[BEGIN DOCUMENT EXTRACT]
But whilst, as we think we have shown, there is danger lest too absolute an immunity from common calls should leave a poet without that proper amount of severe drilling and varied experience which are so inestimably valuable, and which makes of him the too secure recluse that Wordsworth remained throughout his life, let it not be supposed that we are dead to that still more terrible, more frequent, and more fatal peril that besets the child of the muses who is for ever tormented by what Mr. Disraeli has so admirably described as "that ignoble melancholy which springs from pecuniary embarrassment," and who is compelled or betrayed into a continuance of uncongenial pursuits in order to earn his daily bread. Then indeed the hand becomes subdued to what it works in, and he who was once a Son of the Morning sinks into everlasting night, or worse, into that scarce perceptible twilight which is the purgatory of the mediocre.

We cannot, therefore, consider Wordsworth fortunate in those legacies which he felt to be so timely; and the mischief of too much leisure, too much solitude, and too much oneness of occupation, is abundantly apparent in his works. He thus became, as we say again for it is the key to what is good and what is worthless in his compositions, and explains the feeling with which he is regarded by most readers-all poet, and wrote page after page of innocuous, but often intolerable, stuff, and-what is still more amazing-printed it. Therefore was it that he inflicted upon the world scores of stanzas, in no one respect better, for instance, than the following:

"His fate was pitied. Him in iron case
(Reader, forgive the intolerable thought)
They hung not; no one on his form or face
Could gaze, as on a show by idlers sought;
No kindred sufferer to his death-place brought
By lawless curiosity or chance,

When into storm the evening sky is wrought,
Upon his swinging corse an eye can glance,

And drop, as he once dropped, in miserable glance."
[END DOCUMENT EXTRACT]
JOBS
A. In the essay on Wordsworth, who is credited with describing "that ignoble melancholy which springs from pecuniary embarrassment"?
B. Continue the essay on Wordsworth from the end of the quoted stanza, keeping its tone and argument.
[BEGIN GIVEN ENTRIES]
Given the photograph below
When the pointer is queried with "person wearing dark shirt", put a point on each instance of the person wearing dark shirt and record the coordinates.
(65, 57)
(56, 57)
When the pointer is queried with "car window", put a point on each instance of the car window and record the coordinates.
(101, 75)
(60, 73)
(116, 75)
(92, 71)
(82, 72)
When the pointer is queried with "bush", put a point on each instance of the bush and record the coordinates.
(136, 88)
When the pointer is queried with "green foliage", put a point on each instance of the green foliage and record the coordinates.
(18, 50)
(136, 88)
[END GIVEN ENTRIES]
ANSWERS TO THE TASKS
A. Mr. Disraeli.

B.
Therefore was it that he wrote entire poems of prodigious commonplace, such as 'Peter Bell,' and 'The Idiot Boy,' over which Byron with perfect justice made so merry. Who is there that does not turn away with pity, if compassionate, with scorn, if of a more cruel mood, when he is asked to accept as poetry such luckless rhymes as the following?

"I to the Muses have been bound,

These fourteen years, by strong indentures;

O gentle Muses! let me tell

But half of what to him befel;

He surely met with strange adventures.

O gentle Muses! is this kind?

Why will ye thus my suit repel?
Why of your further aid bereave me?
And can ye thus unfriended leave me,
Ye Muses, whom I love so well?"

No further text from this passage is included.